> **WHAT YOU WILL DO**: Without changing a single character, write out every record below.

[Dataset entries]
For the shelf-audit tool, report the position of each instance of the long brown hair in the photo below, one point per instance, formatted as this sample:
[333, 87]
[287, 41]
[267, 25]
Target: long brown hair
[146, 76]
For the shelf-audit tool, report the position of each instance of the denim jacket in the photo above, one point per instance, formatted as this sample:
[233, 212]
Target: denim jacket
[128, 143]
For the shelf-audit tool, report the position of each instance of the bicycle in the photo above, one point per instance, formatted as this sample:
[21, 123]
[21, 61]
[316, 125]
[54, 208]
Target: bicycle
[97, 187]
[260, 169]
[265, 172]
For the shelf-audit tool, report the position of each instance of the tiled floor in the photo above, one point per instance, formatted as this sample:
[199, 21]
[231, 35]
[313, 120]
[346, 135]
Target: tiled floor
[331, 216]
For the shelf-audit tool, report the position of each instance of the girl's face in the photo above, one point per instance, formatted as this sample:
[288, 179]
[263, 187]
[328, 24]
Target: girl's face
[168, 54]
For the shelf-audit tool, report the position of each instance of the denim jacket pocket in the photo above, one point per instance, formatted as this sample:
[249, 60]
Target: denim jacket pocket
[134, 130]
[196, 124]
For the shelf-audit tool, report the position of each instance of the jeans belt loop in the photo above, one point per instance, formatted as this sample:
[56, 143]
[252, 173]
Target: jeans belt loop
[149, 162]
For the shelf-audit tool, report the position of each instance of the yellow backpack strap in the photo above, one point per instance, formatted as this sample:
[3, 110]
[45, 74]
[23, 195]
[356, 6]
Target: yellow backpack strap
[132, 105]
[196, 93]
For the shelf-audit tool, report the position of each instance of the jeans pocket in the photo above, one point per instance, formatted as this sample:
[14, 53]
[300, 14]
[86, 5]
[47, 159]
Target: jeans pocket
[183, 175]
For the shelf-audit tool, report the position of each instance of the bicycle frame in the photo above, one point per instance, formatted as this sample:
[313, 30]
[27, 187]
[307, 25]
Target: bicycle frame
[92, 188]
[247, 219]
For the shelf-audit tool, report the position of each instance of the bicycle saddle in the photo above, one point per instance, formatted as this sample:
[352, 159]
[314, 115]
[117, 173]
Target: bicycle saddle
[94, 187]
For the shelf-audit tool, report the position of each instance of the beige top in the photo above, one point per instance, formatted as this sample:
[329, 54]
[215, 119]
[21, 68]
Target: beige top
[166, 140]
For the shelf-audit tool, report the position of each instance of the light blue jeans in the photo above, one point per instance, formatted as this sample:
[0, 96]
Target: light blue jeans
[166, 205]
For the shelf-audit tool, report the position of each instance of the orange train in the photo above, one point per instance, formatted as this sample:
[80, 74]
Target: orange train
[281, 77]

> **ANSWER FOR THE TASK**:
For the shelf-audit tool, report the position of each instance of the long brown hair in the photo below, one point per instance, formatted as this sample:
[333, 87]
[287, 41]
[267, 25]
Target: long brown hair
[146, 76]
For the shelf-audit tool, report the position of each instance of the denim jacket in the photo above, one point per instance, formatted as this sample:
[233, 212]
Target: denim jacket
[128, 143]
For the shelf-audit tool, report the position of each instance of the bicycle in the photo above, one point per instance, formatted as this sample:
[21, 123]
[21, 61]
[316, 125]
[54, 208]
Target: bicycle
[97, 187]
[260, 169]
[265, 172]
For the shelf-audit tool, report the position of each instance of the tiled floor in the photo above, one point per instance, formatted as this sample:
[199, 21]
[231, 35]
[313, 120]
[346, 135]
Target: tiled floor
[331, 216]
For the shelf-audit tool, report the position of each instance of the girl's face in the photo above, one point per instance, formatted as this sample:
[288, 179]
[263, 187]
[328, 24]
Target: girl's face
[168, 54]
For the shelf-audit tool, report the position of each instance of the denim jacket pocket in the photo above, one point per instance, formatted as this sample:
[249, 60]
Target: denim jacket pocket
[134, 130]
[196, 124]
For the shelf-audit tool, report the position of each instance of the jeans belt loop in the photo above, one point per instance, formatted as this sample:
[56, 143]
[252, 173]
Target: jeans belt loop
[149, 162]
For the shelf-audit tool, report the position of each instance of the yellow backpack strap in the photo above, one point per instance, formatted as this sample:
[3, 110]
[45, 74]
[23, 195]
[356, 6]
Target: yellow backpack strap
[132, 105]
[196, 93]
For the shelf-audit tool, report the position of each instance of the jeans pocket in the photo above, one point per instance, formatted as this sample:
[14, 53]
[300, 14]
[86, 5]
[47, 159]
Target: jeans pocket
[183, 175]
For the shelf-audit tool, report the position of each instance of the bicycle frame in the photo above, one point per instance, formatted as this sample:
[313, 30]
[27, 187]
[307, 25]
Target: bicycle frame
[92, 188]
[247, 219]
For the shelf-audit tool, report the position of each instance of the bicycle saddle in the photo above, one point per instance, formatted as this sample:
[352, 159]
[314, 115]
[117, 173]
Target: bicycle saddle
[94, 187]
For the shelf-audit tool, report the position of each instance of the beige top in the photo above, one point per instance, formatted as this sample:
[329, 54]
[215, 119]
[21, 68]
Target: beige top
[166, 140]
For the shelf-audit tool, report the position of each instance of the light blue jeans in the photo above, one point per instance, formatted as this sample:
[0, 96]
Target: light blue jeans
[166, 205]
For the shelf-audit tool, report the position of each instance of the orange train in the photo above, one point per instance, formatted as this sample:
[80, 74]
Target: orange train
[281, 77]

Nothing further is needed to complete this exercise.